### INFORMATION SHOWN

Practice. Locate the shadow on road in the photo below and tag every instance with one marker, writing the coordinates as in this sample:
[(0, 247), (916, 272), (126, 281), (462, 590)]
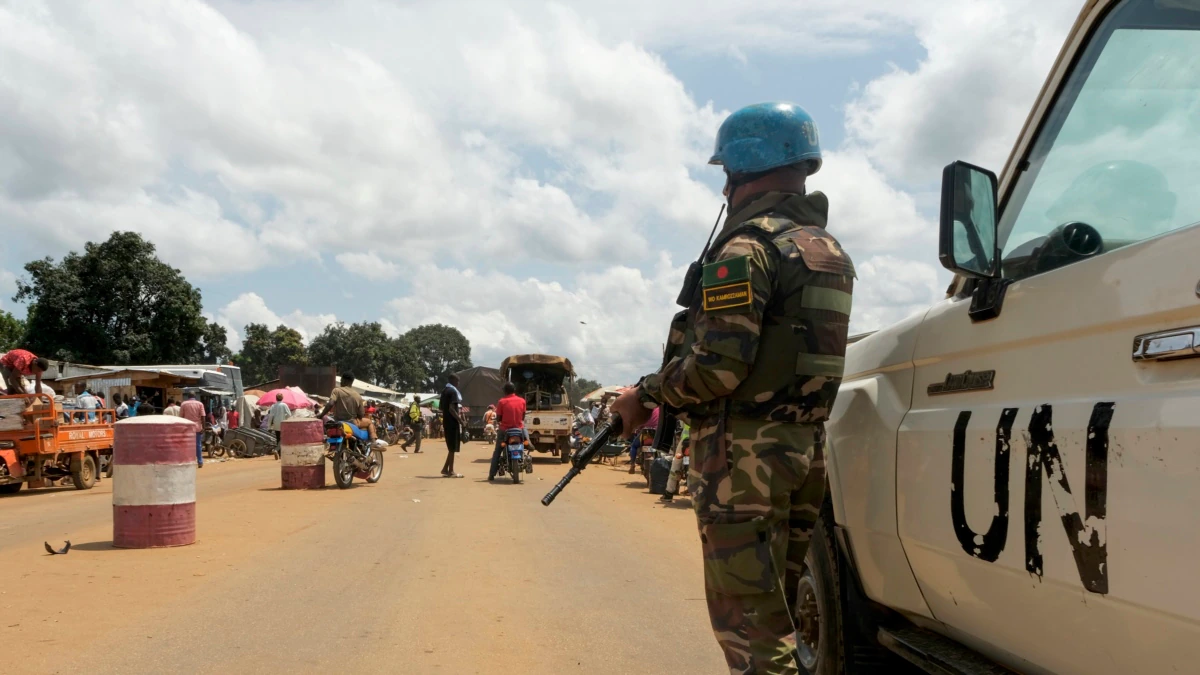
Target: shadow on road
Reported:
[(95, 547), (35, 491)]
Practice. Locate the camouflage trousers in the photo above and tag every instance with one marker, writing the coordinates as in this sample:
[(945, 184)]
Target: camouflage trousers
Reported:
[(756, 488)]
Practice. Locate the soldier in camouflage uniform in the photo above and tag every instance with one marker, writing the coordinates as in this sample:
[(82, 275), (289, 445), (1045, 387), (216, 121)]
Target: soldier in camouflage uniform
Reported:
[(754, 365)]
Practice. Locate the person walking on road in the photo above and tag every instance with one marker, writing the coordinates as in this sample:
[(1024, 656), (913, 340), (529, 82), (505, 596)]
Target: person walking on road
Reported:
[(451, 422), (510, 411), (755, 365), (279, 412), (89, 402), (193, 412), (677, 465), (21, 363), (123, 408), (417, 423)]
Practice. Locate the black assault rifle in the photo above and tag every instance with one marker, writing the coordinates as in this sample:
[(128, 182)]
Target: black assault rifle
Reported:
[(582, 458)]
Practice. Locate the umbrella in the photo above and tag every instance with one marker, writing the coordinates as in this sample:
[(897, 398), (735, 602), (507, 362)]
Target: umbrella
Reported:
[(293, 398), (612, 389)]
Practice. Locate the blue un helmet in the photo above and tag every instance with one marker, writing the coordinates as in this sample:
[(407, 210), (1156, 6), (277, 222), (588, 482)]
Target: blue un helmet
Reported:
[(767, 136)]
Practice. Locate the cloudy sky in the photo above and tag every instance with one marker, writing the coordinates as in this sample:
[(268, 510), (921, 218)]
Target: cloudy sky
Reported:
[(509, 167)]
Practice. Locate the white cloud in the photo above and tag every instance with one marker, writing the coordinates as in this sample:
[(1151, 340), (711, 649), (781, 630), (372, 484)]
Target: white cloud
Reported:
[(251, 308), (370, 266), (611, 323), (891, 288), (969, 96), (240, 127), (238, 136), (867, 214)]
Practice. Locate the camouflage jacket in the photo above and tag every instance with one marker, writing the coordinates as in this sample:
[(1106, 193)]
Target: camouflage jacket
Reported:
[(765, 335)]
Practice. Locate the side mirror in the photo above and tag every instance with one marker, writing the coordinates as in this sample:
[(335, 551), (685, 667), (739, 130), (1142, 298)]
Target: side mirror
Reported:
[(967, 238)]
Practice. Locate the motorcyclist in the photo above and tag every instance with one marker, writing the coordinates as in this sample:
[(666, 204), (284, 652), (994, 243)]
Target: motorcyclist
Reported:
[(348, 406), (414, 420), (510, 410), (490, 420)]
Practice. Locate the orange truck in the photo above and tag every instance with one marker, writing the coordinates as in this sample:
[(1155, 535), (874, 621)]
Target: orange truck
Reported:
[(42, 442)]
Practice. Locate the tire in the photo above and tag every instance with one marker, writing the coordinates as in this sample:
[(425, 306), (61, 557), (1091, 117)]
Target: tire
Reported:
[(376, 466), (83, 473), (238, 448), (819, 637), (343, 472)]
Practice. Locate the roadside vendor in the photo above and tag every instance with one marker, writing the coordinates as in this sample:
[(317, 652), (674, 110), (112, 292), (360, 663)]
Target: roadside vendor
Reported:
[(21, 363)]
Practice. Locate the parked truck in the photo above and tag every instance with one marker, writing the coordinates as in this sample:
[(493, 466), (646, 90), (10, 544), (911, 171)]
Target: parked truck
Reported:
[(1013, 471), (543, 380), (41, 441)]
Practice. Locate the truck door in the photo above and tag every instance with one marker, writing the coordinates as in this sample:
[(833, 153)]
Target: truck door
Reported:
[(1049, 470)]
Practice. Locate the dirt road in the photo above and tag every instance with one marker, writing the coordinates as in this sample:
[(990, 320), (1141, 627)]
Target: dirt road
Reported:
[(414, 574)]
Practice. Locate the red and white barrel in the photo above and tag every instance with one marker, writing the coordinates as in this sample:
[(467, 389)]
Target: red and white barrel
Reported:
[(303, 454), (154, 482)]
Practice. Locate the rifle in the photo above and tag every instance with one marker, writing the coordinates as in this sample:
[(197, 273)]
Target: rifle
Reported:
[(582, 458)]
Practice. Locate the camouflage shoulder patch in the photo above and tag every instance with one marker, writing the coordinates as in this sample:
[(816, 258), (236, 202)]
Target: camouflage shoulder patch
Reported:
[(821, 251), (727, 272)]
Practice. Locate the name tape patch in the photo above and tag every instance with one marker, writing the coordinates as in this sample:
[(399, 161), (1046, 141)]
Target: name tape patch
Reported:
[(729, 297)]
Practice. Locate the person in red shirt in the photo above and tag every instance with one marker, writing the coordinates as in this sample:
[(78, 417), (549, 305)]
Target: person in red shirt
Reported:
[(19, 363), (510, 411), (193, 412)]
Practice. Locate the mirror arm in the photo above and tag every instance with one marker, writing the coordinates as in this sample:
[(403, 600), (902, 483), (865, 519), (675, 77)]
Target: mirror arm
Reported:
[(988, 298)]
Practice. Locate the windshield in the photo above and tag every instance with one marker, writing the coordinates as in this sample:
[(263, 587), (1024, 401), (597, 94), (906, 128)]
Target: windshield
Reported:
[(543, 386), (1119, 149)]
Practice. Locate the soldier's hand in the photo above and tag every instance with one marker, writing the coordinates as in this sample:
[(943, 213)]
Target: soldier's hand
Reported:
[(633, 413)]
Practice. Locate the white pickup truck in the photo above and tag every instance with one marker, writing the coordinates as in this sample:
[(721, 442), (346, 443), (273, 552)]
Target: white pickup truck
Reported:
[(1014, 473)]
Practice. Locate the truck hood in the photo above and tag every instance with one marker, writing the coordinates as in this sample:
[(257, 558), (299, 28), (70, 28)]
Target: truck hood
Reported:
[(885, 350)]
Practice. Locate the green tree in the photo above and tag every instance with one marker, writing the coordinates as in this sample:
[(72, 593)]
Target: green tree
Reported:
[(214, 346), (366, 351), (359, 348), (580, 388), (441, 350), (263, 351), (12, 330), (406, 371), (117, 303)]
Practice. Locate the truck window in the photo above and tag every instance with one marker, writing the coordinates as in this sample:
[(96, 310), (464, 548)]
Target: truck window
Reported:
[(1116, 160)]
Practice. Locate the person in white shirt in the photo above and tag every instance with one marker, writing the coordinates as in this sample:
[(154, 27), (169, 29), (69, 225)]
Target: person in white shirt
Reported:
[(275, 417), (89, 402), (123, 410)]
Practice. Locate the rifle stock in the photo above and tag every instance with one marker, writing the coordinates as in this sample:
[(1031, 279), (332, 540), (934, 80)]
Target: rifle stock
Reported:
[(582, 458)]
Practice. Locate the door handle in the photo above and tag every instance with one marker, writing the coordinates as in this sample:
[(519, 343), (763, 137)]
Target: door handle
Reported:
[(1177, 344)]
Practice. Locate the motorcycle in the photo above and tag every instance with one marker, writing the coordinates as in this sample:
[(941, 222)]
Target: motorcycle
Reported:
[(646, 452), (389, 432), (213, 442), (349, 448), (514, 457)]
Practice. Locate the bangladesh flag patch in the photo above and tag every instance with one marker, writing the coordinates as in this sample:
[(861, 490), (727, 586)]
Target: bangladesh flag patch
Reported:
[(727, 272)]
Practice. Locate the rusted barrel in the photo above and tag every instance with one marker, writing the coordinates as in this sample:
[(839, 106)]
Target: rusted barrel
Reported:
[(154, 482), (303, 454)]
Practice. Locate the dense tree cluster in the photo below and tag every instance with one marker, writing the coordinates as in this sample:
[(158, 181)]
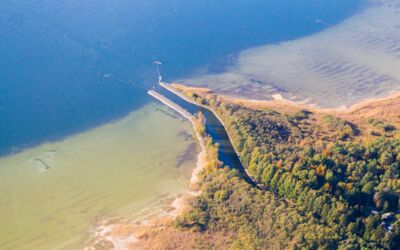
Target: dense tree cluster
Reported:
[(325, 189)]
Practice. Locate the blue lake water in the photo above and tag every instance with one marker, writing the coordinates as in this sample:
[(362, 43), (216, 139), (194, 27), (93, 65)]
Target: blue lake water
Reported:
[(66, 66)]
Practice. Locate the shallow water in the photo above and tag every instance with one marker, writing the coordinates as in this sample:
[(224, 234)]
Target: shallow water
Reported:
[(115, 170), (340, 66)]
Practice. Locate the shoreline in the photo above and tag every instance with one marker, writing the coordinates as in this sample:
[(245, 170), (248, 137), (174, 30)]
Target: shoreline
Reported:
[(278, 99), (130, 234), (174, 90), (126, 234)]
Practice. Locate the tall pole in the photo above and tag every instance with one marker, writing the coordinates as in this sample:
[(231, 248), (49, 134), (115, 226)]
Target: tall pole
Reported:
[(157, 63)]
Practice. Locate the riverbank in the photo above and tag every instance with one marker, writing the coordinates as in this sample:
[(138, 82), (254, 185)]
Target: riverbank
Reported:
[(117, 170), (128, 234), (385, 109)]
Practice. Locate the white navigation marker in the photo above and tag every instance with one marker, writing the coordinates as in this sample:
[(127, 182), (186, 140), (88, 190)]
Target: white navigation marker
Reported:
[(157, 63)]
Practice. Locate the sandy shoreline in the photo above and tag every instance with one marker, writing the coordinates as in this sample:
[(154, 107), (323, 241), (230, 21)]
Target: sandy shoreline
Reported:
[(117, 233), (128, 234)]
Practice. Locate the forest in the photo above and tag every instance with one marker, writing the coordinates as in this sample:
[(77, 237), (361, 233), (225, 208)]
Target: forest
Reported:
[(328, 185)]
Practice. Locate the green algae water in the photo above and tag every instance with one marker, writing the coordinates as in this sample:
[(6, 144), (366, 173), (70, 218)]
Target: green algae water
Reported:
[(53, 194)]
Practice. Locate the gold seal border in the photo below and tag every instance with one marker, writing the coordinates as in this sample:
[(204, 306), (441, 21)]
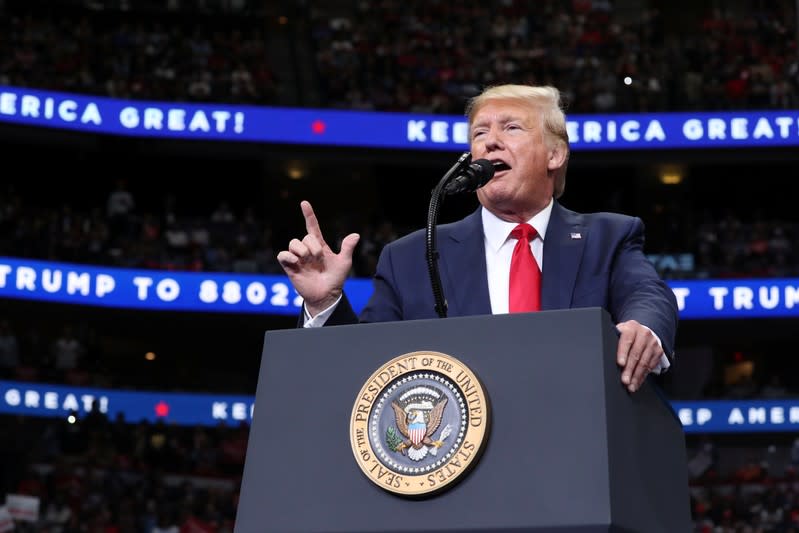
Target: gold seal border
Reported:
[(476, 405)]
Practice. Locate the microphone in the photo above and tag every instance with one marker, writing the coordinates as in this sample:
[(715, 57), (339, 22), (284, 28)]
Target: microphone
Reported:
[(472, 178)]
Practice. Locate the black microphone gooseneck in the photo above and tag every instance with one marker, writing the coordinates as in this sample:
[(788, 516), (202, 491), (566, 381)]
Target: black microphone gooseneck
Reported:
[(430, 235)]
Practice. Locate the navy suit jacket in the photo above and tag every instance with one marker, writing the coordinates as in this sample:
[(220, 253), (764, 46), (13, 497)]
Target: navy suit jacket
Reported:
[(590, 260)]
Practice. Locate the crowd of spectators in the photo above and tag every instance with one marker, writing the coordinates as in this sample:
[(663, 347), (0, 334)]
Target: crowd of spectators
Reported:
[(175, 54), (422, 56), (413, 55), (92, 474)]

### WHAT THIS TASK INVOLVES
Copy the listing starting at the line containing "Practice. Locate the parked" and ending at the line containing "[(414, 574)]", substituting "dot" for "marker" and leaving everything else unchanged.

### CORRECT OUTPUT
Practice. Locate the parked truck in the photo above and tag every instance with one dot, writing the coordinates as in this sample:
[(493, 466), (646, 90), (10, 544), (911, 171)]
Target: parked truck
Reported:
[(1013, 471), (543, 380), (41, 441)]
Practice. Locate the truck door in the photo above and tag every instance with one dot, writing the coordinates as in this sample:
[(833, 153)]
Target: truck door
Reported:
[(1049, 470)]
Practice. Locate the dirt road in the photo above and tag every instance with one dot, writing the coordinates as in this sample:
[(990, 320), (1141, 627)]
Target: dirt road
Reported:
[(414, 574)]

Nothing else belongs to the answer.